> **What the task requires**
Which video games does the Skyrim post below mention by name? List every one.

(I’m playing the xbox 360 version)
Skyrim. All the critics love it, the games press went crazy for it. I’ve just taken a look on metacritic.com and the average critic score for this game – on the xbox 360 – is 96/100. 96 out of a hundred. Damn near perfect. And that’s based on 88 games critics’ reviews. And of those 88, 31 have given the game a perfect 100 score – which is to say that it couldn’t be improved upon in any way. The majority of the remaining 57 reviews score the game at over 95/100, and only three critics have scored the game below 90/100 – the lowest score being a solitary and anomalous 75/100.
So that’s universal acclaim from the critics. The average metacritic user review score for the game is not quite so glowing, but it’s still currently rating at a very impressive 8.5/10 based on 1756 user ratings.
So everyone loves Skyrim – or at least most people seem to love it. For many it is video gaming perfection. Great. But for me, my experience of the game has been that it is anything but perfect, and the aim of this post isn’t really to review the game – because there are plenty of reviews already out there – it’s more to explore the time (100+ hours) I’ve spent with the game and to give vent to some of the frustrations I’ve experienced along the way.
First off, let me say this: I like Skyrim. I’ve enjoyed the time I’ve spent with it enough for me to keep going, and after a long process of coming to terms with what the game is and what it isn’t, I’m probably enjoying it more now than I have done at any point since I started playing it over two months ago. But it saddens me to say that for a long time I was underwhelmed and disappointed by it. And despite the glowing critical acclaim that has been showered upon this game, I do feel that there are things wrong with it, things that Bethesda could have done better.
The first problem I had with Skyrim had nothing to do with the game and everything to do with me, and it’s this: unrealistically high expectations. I loved Bethesda’s last two games, Oblivion and Fallout 3, and between the multiple playthroughs of both games they’ve probably consumed hundreds of hours of my life – which, as far as I’m concerned, was time well spent. Despite the numerous bugs, glitches and flaws, both games totally captured my imagination, immersed me in their world, and successfully worked their magic on me. Before I had even set eyes on Skyrim I expected it to be a masterpiece. And that’s dangerous, and foolish. I wasn’t just expecting it to be a good game, or even a very good game, I was expecting it to be Bethesda’s best game, the pinnacle of their achievements. Realistically, how could it live up to these inflated expectations? It couldn’t. I was setting myself up for disappointment.
Also, before I started Skyrim I was playing the magnificent Dark Souls, From Software’s majestic follow-up to Demon’s Souls. It’s stunning, ingeniously designed and fiendishly difficult. It is brilliant in the ways that Skyrim isn’t brilliant – most notably in its combat, but also in its overall game design and how the different component parts of the game work together to create a satisfying whole. I think I started playing Skyrim with a ‘Dark Souls’ mindset and my head wasn’t quite in the right place for what’s a completely different type of game. But overall I do think that the excellence of Dark Souls served to accentuate and magnify some of the flaws in Skyrim.

> **Record extracts**

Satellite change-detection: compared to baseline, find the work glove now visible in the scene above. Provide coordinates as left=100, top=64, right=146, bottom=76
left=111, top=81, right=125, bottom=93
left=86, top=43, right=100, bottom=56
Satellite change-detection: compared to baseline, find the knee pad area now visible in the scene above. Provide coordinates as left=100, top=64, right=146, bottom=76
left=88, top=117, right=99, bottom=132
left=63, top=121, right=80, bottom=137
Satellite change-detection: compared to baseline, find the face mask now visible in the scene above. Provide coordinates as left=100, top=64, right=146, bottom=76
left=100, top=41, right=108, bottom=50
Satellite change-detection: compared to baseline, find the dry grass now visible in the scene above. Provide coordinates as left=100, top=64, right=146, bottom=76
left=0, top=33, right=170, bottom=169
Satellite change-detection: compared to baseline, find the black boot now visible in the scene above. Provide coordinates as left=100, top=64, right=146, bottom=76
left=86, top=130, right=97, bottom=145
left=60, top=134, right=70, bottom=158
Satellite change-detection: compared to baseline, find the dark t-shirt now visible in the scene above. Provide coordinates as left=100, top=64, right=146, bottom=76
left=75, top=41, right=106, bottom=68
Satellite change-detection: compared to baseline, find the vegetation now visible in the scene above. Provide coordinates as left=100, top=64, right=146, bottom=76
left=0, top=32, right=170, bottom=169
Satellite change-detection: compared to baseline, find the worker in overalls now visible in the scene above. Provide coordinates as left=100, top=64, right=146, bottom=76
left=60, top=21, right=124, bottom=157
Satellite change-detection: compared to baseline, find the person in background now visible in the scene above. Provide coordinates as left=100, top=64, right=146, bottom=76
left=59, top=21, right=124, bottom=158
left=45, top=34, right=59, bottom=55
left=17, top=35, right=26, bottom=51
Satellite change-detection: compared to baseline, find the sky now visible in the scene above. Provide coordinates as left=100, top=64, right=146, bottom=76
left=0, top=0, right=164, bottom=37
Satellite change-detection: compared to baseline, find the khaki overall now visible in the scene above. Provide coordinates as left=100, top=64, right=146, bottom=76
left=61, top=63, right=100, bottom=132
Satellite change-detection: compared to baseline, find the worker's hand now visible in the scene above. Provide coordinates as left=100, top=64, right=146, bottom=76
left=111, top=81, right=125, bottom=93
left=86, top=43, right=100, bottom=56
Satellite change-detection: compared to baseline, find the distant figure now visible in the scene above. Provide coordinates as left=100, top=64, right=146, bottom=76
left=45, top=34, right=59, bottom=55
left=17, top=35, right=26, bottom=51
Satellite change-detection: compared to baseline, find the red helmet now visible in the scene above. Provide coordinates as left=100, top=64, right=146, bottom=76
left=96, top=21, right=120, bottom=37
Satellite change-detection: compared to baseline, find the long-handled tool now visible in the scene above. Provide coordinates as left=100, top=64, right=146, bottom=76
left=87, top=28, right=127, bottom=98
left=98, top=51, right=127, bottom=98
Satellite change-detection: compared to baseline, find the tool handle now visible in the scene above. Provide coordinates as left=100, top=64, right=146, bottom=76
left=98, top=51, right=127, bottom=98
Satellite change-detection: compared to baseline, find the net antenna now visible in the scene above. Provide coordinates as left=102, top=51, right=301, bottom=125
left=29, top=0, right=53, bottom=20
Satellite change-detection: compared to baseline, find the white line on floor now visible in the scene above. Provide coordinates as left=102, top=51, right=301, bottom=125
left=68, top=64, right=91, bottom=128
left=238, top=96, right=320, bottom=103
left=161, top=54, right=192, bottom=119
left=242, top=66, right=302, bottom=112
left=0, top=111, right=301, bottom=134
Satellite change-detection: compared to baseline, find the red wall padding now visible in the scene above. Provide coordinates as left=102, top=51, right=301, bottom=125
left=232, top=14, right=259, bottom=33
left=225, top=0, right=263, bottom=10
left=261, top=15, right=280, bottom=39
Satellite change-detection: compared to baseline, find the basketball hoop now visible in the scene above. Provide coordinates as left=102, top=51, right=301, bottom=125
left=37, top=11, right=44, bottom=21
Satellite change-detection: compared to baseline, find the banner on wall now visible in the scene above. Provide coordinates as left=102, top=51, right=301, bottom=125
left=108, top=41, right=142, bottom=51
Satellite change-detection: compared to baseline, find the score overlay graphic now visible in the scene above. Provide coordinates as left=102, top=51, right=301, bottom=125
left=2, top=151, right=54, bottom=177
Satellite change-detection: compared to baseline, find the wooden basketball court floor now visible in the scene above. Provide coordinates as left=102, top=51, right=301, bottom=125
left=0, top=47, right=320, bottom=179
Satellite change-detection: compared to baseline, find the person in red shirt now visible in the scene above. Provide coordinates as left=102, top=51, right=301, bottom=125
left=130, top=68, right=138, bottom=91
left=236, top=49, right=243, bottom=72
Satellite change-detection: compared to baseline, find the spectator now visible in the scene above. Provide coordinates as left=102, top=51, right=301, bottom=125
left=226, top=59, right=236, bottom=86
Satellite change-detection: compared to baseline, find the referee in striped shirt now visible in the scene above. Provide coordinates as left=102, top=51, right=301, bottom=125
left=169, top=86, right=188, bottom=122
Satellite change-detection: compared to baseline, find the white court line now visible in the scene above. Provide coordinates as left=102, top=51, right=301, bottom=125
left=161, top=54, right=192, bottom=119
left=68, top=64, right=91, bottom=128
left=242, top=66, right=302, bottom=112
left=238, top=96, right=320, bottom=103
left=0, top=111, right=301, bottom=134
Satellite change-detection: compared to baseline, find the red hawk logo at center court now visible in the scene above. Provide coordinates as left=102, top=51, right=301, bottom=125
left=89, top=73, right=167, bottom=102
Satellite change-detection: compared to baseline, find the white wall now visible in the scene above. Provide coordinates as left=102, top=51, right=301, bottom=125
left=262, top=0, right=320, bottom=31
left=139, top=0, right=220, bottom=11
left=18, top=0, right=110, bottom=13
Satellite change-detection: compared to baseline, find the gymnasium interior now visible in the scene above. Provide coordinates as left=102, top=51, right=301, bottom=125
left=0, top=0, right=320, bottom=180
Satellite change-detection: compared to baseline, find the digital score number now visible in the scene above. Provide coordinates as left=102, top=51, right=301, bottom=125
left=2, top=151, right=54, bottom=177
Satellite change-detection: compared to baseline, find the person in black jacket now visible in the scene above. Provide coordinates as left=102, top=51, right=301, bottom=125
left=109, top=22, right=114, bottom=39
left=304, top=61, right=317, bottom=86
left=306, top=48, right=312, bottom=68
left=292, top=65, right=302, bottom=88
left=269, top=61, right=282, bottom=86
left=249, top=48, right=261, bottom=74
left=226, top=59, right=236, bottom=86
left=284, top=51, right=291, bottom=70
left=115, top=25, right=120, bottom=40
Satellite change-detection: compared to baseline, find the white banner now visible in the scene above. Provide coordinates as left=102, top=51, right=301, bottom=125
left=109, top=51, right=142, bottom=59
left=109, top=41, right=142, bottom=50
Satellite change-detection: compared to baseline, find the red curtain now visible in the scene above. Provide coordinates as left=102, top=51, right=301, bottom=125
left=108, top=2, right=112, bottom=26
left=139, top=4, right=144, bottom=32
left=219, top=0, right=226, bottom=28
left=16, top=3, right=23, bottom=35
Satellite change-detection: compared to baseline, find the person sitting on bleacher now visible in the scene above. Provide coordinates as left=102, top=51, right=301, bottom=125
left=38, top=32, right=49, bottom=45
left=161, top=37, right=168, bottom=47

> **Exercise answer**
Skyrim, Oblivion, Fallout 3, Dark Souls, Demon's Souls